The line containing "Note to the class: point to the large" marks where to begin; quote it and every line after it through the end of the data, exactly as written.

DATASET ▸
-- Opening Marker --

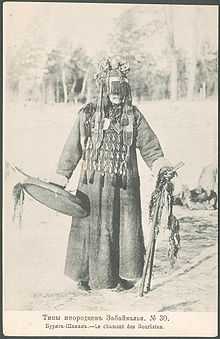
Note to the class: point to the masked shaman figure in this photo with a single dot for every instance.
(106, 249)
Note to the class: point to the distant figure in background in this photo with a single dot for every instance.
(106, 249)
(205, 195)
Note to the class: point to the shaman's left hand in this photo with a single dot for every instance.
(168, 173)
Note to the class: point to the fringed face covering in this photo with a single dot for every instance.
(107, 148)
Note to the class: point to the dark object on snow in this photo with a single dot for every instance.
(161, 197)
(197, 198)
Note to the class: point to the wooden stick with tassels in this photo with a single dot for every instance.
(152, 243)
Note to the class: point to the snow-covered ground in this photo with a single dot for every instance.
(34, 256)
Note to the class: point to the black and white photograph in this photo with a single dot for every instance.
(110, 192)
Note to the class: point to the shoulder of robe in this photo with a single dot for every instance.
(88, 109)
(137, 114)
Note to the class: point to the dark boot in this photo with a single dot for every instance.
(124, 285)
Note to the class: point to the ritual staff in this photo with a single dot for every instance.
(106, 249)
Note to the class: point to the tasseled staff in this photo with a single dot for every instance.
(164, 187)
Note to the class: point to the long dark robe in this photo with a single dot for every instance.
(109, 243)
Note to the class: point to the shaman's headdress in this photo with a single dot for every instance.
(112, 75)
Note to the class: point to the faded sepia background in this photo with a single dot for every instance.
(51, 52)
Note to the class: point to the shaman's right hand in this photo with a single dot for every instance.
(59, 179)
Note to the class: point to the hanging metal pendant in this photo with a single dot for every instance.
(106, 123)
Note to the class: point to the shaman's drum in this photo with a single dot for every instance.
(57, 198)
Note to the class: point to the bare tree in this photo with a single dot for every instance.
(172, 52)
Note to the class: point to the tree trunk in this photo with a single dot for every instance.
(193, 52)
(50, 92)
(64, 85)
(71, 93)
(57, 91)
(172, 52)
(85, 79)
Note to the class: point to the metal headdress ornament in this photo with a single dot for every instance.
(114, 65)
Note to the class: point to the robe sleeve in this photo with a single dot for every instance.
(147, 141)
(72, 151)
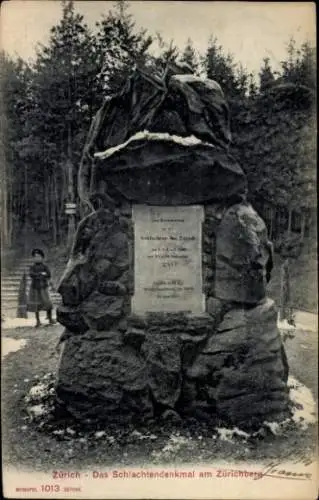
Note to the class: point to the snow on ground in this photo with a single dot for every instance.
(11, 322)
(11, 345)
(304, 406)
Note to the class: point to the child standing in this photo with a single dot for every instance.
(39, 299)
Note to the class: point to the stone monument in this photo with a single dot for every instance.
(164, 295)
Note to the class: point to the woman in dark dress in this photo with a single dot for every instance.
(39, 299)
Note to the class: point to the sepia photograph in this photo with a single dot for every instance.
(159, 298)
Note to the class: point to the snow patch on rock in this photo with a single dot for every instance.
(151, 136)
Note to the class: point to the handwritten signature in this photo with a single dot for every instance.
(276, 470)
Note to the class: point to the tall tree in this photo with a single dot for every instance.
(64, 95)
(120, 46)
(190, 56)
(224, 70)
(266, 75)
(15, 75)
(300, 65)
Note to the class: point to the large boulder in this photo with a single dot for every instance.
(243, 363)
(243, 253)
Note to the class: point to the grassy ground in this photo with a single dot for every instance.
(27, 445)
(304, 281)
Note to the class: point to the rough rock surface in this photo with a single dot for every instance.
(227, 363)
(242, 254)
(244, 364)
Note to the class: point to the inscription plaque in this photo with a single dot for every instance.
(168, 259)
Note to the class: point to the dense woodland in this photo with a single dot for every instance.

-- Closing Marker --

TASK SOLUTION ▸
Note to the class: point to the large boulder in this photo with a single dot for every instance.
(243, 363)
(243, 253)
Note to the class: point to the grassy ground in this photo with a single dot for every instance.
(27, 445)
(304, 281)
Note to the class: point to the rough rock surface in this photo with a single dot for every instance.
(227, 363)
(242, 254)
(244, 364)
Note to the class: point to the inscription plaque in this photo with a single dot for every instance.
(168, 259)
Note to the class: point to the dense woodland in this photo with a single dot for every instance.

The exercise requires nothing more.